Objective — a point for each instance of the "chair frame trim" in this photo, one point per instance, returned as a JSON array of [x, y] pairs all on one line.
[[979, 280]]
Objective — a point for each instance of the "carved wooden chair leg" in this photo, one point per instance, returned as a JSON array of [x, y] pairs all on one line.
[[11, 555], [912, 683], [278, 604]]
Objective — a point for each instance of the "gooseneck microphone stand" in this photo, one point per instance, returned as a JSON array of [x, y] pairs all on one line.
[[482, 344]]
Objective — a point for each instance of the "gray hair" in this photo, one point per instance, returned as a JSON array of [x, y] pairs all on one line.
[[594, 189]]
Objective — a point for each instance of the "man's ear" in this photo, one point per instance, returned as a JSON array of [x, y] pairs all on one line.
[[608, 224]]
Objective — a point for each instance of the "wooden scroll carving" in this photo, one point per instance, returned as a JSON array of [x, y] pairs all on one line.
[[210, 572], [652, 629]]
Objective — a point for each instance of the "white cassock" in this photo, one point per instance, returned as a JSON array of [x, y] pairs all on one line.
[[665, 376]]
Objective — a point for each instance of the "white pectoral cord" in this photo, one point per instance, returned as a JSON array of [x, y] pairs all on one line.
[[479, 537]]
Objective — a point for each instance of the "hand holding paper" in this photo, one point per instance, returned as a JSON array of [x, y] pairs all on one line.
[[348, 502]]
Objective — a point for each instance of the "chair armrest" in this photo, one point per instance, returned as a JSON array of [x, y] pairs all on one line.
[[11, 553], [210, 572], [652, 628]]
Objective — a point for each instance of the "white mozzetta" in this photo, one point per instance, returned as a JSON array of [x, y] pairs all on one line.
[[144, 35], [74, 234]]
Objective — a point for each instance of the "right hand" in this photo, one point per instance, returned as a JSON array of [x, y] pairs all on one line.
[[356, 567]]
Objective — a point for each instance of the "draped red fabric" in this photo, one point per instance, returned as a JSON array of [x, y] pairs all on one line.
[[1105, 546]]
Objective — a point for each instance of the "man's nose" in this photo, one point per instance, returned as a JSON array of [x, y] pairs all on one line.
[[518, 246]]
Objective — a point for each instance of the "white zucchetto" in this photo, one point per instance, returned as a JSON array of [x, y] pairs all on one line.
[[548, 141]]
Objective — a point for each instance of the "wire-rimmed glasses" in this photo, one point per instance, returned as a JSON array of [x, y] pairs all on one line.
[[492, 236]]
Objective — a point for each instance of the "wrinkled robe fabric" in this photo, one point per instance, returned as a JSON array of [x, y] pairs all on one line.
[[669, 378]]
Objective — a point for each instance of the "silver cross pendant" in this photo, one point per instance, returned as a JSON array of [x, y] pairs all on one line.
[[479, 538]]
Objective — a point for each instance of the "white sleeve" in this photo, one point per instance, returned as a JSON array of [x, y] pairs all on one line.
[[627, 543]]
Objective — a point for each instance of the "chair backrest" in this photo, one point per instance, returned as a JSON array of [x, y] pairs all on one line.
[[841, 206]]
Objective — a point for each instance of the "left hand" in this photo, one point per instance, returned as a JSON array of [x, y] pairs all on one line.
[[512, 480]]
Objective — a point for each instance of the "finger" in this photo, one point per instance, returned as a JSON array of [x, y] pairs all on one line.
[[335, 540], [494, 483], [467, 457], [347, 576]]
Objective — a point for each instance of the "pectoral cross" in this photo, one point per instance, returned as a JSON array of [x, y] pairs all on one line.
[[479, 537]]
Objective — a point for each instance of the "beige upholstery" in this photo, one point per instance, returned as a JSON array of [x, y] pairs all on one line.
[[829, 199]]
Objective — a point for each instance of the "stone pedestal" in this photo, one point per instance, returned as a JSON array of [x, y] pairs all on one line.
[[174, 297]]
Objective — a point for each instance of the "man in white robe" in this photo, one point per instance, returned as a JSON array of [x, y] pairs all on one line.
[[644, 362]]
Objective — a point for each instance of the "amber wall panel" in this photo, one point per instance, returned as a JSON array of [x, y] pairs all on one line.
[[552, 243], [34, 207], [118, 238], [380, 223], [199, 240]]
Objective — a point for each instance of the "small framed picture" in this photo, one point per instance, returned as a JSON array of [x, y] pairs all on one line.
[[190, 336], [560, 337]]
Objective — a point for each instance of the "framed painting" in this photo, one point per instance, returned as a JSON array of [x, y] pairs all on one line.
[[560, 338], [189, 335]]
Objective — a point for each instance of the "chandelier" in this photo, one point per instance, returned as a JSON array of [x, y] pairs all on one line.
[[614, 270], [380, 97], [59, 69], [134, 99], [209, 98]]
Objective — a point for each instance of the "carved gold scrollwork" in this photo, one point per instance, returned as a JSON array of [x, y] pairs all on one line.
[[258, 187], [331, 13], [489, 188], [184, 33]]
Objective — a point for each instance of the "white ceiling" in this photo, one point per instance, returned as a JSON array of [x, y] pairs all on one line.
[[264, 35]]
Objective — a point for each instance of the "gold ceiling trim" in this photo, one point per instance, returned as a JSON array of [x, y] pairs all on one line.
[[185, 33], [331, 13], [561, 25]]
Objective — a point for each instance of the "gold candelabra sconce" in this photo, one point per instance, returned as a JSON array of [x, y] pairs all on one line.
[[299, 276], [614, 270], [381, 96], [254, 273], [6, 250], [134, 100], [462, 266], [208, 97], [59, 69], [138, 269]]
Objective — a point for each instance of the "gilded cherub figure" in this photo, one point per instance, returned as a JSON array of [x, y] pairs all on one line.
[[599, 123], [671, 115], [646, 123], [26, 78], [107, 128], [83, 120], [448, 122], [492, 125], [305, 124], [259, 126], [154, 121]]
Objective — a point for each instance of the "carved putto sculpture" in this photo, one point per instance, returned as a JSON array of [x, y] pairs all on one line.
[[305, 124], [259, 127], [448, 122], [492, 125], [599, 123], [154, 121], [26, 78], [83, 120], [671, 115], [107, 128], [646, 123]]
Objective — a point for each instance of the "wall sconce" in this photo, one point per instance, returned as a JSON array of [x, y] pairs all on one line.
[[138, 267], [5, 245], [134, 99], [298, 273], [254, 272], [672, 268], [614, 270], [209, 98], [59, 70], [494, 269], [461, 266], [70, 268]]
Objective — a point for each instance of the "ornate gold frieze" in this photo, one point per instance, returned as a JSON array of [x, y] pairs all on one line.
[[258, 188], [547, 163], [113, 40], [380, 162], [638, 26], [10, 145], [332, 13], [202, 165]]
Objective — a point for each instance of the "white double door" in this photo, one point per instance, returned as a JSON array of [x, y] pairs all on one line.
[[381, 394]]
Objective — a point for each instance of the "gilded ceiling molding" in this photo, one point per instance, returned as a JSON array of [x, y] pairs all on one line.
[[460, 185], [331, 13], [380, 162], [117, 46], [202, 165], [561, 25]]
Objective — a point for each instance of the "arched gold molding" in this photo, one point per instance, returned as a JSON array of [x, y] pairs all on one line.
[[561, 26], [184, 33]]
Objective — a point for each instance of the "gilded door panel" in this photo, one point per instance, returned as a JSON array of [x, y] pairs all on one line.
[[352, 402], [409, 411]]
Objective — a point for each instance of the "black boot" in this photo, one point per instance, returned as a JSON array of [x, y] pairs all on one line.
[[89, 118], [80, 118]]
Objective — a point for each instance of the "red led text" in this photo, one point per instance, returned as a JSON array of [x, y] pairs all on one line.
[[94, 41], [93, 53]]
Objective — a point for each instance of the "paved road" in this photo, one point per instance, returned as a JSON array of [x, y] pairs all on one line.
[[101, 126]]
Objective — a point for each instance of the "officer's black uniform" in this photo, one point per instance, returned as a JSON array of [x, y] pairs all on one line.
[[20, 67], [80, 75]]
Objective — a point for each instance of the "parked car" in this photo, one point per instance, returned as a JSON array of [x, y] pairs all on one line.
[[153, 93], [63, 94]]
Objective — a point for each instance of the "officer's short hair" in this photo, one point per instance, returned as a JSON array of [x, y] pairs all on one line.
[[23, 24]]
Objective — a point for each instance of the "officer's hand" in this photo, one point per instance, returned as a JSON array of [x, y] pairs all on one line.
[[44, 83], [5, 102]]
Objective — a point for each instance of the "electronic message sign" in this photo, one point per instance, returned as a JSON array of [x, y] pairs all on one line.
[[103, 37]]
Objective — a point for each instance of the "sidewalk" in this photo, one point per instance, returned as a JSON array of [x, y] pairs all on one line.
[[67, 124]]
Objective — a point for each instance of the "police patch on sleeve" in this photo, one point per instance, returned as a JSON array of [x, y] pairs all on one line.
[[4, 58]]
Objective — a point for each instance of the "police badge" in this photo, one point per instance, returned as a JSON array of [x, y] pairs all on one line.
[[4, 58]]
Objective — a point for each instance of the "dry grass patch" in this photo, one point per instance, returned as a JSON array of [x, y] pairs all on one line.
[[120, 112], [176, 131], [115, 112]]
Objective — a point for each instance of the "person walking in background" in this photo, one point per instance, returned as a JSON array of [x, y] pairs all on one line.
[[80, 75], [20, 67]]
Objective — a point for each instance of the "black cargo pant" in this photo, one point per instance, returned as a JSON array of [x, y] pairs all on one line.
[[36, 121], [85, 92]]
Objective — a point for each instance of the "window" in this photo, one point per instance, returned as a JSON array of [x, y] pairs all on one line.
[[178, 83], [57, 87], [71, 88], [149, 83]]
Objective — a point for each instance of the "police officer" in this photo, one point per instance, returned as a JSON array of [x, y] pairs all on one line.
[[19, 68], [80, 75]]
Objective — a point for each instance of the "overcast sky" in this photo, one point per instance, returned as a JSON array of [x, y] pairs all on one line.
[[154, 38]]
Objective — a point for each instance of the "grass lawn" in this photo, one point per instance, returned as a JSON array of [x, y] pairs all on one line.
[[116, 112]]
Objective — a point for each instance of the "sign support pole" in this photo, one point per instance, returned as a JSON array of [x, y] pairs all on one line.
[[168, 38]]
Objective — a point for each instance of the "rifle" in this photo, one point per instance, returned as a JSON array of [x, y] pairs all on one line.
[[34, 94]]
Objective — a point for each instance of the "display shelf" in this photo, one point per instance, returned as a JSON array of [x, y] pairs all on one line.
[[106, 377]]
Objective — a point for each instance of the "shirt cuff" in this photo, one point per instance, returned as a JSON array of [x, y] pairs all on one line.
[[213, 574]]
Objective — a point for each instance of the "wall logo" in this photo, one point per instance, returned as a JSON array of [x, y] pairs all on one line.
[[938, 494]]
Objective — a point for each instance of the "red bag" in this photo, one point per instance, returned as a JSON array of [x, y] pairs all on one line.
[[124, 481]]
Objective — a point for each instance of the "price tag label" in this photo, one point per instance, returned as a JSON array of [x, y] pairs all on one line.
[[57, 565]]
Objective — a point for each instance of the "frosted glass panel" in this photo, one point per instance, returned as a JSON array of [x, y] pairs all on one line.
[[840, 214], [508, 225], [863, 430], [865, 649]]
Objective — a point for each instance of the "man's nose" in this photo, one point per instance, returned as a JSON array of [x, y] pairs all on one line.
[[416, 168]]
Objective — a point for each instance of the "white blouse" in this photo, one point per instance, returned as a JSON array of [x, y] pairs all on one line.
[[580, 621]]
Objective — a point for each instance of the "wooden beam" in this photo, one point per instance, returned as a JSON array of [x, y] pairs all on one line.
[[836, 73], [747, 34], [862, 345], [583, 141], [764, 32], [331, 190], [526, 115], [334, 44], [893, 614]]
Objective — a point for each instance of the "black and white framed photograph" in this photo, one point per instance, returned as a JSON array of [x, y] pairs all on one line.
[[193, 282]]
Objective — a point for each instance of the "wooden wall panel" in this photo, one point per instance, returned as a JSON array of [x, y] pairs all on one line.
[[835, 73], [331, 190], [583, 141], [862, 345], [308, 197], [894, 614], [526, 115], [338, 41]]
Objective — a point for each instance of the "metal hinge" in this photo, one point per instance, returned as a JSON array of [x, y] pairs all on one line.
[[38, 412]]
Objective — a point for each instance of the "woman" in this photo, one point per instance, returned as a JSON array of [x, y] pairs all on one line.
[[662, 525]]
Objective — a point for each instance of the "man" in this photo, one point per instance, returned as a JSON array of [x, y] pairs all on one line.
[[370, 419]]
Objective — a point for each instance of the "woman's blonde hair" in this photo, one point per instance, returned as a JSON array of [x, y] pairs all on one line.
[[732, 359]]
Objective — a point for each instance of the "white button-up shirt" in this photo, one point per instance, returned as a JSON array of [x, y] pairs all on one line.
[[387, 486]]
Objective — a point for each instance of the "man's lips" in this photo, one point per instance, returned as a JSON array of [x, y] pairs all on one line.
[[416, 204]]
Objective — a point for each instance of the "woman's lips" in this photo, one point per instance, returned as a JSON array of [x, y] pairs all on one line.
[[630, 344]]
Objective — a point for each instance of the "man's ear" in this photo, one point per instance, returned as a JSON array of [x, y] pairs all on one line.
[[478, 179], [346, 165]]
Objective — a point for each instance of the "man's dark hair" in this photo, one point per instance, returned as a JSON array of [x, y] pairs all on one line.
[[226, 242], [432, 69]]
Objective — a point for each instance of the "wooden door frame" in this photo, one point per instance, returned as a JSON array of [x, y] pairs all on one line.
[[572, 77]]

********

- REQUIREMENT: Lay out the lines as a JSON list of strings, one string per line with blank lines left out, starting at the first line and ending at the line that contains "[[979, 280]]".

- OUTPUT:
[
  "Objective — a point for each instance of the \"chair frame trim\" in this photo, one point per instance, returned as a JSON array of [x, y] pairs all on one line.",
  "[[979, 280]]"
]